* Task objective *
Count the lines of the records below that contain the string "trousers", treating uppercase and lowercase as different. Reply with the number alone.

[Saved data entries]
__________

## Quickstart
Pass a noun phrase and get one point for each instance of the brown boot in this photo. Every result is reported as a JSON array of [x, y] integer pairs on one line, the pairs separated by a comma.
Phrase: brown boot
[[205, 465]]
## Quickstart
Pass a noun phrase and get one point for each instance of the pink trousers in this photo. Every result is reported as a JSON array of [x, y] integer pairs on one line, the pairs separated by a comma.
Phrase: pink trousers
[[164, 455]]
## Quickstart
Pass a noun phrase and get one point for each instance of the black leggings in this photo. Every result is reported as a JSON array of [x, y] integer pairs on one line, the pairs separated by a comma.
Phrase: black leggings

__________

* The solution *
2